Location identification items
+===+
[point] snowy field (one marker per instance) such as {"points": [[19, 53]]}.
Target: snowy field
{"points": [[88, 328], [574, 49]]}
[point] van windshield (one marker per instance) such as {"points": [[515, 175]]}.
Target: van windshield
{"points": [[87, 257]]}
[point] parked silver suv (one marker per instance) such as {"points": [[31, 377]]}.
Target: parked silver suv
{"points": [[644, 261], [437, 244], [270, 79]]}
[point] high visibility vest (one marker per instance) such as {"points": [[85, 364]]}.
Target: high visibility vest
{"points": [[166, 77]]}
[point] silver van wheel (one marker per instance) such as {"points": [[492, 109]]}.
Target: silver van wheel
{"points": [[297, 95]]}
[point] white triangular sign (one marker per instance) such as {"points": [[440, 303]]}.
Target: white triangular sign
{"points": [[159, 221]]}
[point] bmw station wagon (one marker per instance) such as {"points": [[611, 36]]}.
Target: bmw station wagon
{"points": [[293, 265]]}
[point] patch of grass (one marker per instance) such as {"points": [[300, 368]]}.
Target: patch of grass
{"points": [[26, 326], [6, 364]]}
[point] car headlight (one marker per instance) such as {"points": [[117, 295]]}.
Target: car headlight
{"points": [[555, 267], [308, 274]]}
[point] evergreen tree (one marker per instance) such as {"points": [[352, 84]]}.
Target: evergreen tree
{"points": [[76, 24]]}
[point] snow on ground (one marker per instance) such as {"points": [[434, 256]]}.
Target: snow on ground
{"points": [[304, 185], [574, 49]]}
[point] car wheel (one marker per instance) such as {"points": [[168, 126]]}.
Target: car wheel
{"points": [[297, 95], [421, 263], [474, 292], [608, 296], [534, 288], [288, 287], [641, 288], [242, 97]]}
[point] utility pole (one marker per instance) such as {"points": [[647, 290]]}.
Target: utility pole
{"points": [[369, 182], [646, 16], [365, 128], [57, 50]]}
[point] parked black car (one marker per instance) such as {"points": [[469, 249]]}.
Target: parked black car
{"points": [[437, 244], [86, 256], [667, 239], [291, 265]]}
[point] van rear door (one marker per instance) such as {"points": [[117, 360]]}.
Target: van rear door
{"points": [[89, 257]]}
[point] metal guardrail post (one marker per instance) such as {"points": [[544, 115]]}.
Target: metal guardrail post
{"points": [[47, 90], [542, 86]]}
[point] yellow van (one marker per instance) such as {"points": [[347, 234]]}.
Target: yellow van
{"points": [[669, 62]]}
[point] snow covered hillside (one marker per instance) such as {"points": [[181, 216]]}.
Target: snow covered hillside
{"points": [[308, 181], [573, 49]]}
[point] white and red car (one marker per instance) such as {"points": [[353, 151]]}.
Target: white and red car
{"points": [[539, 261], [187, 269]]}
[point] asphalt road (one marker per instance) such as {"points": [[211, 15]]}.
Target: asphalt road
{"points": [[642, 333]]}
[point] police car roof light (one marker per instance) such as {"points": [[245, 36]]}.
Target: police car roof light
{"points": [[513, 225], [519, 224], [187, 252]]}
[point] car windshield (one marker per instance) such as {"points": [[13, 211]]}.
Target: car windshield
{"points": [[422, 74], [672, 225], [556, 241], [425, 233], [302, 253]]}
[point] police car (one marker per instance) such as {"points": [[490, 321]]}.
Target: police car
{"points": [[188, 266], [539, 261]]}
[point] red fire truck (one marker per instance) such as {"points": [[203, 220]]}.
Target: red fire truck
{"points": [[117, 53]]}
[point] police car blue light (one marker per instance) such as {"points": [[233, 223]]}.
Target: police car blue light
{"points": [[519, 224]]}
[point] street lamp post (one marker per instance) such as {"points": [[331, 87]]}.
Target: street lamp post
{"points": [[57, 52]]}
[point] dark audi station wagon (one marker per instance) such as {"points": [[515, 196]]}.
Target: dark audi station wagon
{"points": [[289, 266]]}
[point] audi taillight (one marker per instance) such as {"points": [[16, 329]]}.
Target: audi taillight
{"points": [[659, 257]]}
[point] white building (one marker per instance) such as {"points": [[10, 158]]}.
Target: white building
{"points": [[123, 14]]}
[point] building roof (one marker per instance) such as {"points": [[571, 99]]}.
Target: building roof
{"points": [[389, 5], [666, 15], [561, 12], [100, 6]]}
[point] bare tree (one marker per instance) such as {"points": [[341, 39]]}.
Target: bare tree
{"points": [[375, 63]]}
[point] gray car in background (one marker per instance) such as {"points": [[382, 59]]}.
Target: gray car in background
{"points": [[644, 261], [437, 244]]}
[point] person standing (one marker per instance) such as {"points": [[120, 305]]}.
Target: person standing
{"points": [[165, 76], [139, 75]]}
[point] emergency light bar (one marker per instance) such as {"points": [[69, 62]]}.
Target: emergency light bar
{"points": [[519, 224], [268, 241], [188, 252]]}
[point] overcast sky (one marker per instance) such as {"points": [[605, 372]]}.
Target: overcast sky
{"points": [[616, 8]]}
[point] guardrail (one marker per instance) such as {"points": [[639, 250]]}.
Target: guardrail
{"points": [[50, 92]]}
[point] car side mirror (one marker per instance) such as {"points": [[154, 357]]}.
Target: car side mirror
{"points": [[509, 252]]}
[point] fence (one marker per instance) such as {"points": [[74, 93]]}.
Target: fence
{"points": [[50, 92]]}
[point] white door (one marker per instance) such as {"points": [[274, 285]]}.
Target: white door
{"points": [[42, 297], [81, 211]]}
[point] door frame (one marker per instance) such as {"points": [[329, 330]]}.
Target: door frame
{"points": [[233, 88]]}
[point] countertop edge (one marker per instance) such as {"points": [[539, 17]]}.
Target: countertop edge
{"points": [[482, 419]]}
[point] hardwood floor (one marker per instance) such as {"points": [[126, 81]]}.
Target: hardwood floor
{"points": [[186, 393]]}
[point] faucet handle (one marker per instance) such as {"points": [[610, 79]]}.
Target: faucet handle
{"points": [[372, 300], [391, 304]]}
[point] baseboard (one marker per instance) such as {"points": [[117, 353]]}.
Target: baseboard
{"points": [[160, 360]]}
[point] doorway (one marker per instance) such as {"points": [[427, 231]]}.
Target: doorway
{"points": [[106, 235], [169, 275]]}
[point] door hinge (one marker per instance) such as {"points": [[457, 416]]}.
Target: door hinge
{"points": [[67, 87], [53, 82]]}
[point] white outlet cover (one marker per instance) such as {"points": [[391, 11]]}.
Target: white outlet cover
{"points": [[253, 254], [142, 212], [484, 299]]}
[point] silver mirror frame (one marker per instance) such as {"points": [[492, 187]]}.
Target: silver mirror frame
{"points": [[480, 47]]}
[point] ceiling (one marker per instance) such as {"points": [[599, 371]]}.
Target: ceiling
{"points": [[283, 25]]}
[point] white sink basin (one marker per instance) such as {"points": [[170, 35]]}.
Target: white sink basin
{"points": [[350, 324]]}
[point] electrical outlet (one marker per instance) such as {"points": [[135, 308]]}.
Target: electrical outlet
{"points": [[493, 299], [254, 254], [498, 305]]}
+===+
Task statement — From the first line to the last, retype the data exactly.

Reply —
[point] snowy field (one marker per instance) such as {"points": [[19, 53]]}.
Target: snowy field
{"points": [[88, 328], [574, 49]]}
[point] van windshield (one marker per instance) such as {"points": [[515, 175]]}.
Target: van windshield
{"points": [[87, 257]]}
[point] parked silver suv (one marker per instance) such as {"points": [[31, 377]]}.
Target: parked silver suv
{"points": [[644, 261], [437, 244], [270, 79]]}
[point] high visibility vest (one marker per instance) such as {"points": [[85, 364]]}.
Target: high visibility vest
{"points": [[166, 77]]}
[point] silver van wheel (one marker per instance) such as {"points": [[492, 109]]}.
Target: silver van wheel
{"points": [[297, 95]]}
[point] white triangular sign (one marker per instance) such as {"points": [[440, 303]]}.
Target: white triangular sign
{"points": [[159, 221]]}
[point] bmw station wagon (one marker per instance) such as {"points": [[611, 36]]}.
Target: bmw station wagon
{"points": [[293, 265]]}
[point] patch of grass (one marker per instance) such as {"points": [[300, 368]]}.
Target: patch of grass
{"points": [[26, 326], [6, 364]]}
[point] car headlight (one marker per instance) such as {"points": [[117, 295]]}.
Target: car headlight
{"points": [[555, 267], [308, 274]]}
[point] evergreen tree (one marker per instance) such as {"points": [[352, 84]]}.
Target: evergreen tree
{"points": [[76, 24]]}
[point] snow on ground (one marker per instance) such as {"points": [[434, 256]]}.
Target: snow on ground
{"points": [[304, 185], [574, 49]]}
[point] car wheel (one marker per instance) such as {"points": [[168, 126]]}.
Target: car wheel
{"points": [[297, 95], [421, 263], [474, 292], [608, 296], [534, 288], [288, 287], [641, 288], [242, 97]]}
[point] utility pole (one marker per instance) such as {"points": [[647, 290]]}.
Target: utility pole
{"points": [[369, 182], [646, 16], [365, 128], [57, 50]]}
[point] parked black car (one marker per instance) such as {"points": [[469, 249]]}.
Target: parked black car
{"points": [[437, 244], [86, 256], [667, 239], [291, 265]]}
[point] van rear door (one marker per instance) such as {"points": [[117, 360]]}.
Target: van rear door
{"points": [[89, 257]]}
[point] metal guardrail post (one marker per instance) such as {"points": [[544, 115]]}.
Target: metal guardrail post
{"points": [[47, 90], [542, 86]]}
[point] yellow van (one marker per instance) such as {"points": [[347, 234]]}.
Target: yellow van
{"points": [[669, 62]]}
[point] snow covered hillside (one marker per instance) such as {"points": [[181, 216]]}.
Target: snow covered hillside
{"points": [[308, 181], [573, 49]]}
[point] white and red car (one marker per instance) such as {"points": [[353, 151]]}.
Target: white and red car
{"points": [[539, 261], [187, 269]]}
[point] asphalt road (one marker per instance) such as {"points": [[211, 15]]}.
Target: asphalt road
{"points": [[642, 333]]}
[point] police car roof light (one marker per instance) such as {"points": [[245, 36]]}.
Target: police car roof light
{"points": [[513, 225], [519, 224], [187, 252]]}
[point] car windshield (one marker per instance) such as {"points": [[13, 211]]}.
Target: car windshield
{"points": [[422, 74], [672, 225], [556, 241], [425, 233], [302, 253]]}
[point] police car (one marker per instance) such as {"points": [[490, 321]]}.
Target: police car
{"points": [[188, 266], [539, 261]]}
[point] red fire truck (one marker per instance) such as {"points": [[203, 220]]}.
Target: red fire truck
{"points": [[117, 53]]}
[point] police car blue light (one marker per instance) such as {"points": [[233, 223]]}.
Target: police car blue light
{"points": [[519, 224]]}
[point] street lamp post (one marker per instance) such as {"points": [[331, 87]]}.
Target: street lamp post
{"points": [[57, 52]]}
[point] dark audi station wagon (one marker per instance) such as {"points": [[515, 196]]}.
Target: dark audi station wagon
{"points": [[289, 266]]}
[point] audi taillight (one marker per instance) such as {"points": [[16, 329]]}.
Target: audi taillight
{"points": [[659, 257]]}
[point] white building (one marker per instance) such as {"points": [[10, 158]]}.
Target: white building
{"points": [[123, 14]]}
[point] building roof (one marker per instance) such as {"points": [[571, 99]]}.
Target: building roof
{"points": [[389, 5], [666, 15], [561, 12], [100, 6]]}
[point] bare tree (one marker per instance) such as {"points": [[341, 39]]}.
Target: bare tree
{"points": [[375, 63]]}
[point] gray car in background (one marker per instance) such as {"points": [[382, 59]]}.
Target: gray car in background
{"points": [[644, 261], [437, 244]]}
[point] person standing (one marker per instance) such as {"points": [[120, 305]]}.
Target: person standing
{"points": [[165, 76], [139, 75]]}
[point] emergency light bar (one marker per instance) such as {"points": [[69, 62]]}.
Target: emergency light bar
{"points": [[519, 224], [268, 241], [188, 252]]}
[point] overcast sky (one marker per instance) such as {"points": [[605, 372]]}.
Target: overcast sky
{"points": [[616, 8]]}
[point] guardrail (one marker per instance) such as {"points": [[639, 250]]}.
Target: guardrail
{"points": [[50, 92]]}
[point] car side mirror (one marker per instance) such as {"points": [[154, 357]]}.
Target: car side mirror
{"points": [[509, 252]]}
[point] fence (one marker per instance) such as {"points": [[74, 93]]}.
Target: fence
{"points": [[50, 92]]}
[point] white door (one marker per instance) such as {"points": [[274, 285]]}.
Target: white door
{"points": [[42, 297], [81, 211]]}
[point] door frame (one marker per instance) such as {"points": [[329, 330]]}.
Target: door frame
{"points": [[233, 88]]}
[point] countertop edge (one marker per instance) such as {"points": [[539, 17]]}.
Target: countertop edge
{"points": [[482, 419]]}
[point] hardwood floor (one marker per instance) such as {"points": [[126, 81]]}.
Target: hardwood floor
{"points": [[186, 393]]}
[point] faucet handle (one marker per instance) such as {"points": [[610, 79]]}.
Target: faucet handle
{"points": [[372, 300], [391, 304]]}
[point] baseboard (one marker per instance) such as {"points": [[117, 353]]}.
Target: baseboard
{"points": [[160, 360]]}
[point] doorway (one marker per instance) such as {"points": [[427, 231]]}.
Target: doorway
{"points": [[106, 235], [169, 275]]}
[point] door hinge (one marker per instance) such as {"points": [[457, 416]]}.
Target: door hinge
{"points": [[67, 87], [53, 82]]}
[point] white outlet cover (one marker per instance) such as {"points": [[391, 11]]}.
Target: white outlet cover
{"points": [[253, 254], [142, 212], [484, 299]]}
[point] silver mirror frame (one marker per instance) such as {"points": [[492, 187]]}.
Target: silver mirror frame
{"points": [[480, 47]]}
[point] ceiling (one marker per instance) such as {"points": [[599, 371]]}.
Target: ceiling
{"points": [[283, 25]]}
[point] white sink basin (one marker per instance) such as {"points": [[170, 35]]}.
Target: white sink basin
{"points": [[350, 324]]}
[point] electrical outlet (one marker per instance) such as {"points": [[135, 308]]}.
Target: electrical outlet
{"points": [[493, 299], [254, 254], [498, 305]]}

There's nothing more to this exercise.